> Your goal: Without the pictures, output all of the data exactly.

::: Input material

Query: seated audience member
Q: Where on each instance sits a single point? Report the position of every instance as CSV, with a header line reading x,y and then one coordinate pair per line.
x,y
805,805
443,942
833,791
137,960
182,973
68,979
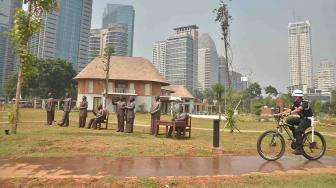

::::::

> Your solution:
Query: seated audience member
Q: Where on each instance sits a single point? Report the position of every instance as CSV, with a header line reading x,y and then one coordinate pair per line.
x,y
805,805
443,942
833,791
137,960
182,973
68,979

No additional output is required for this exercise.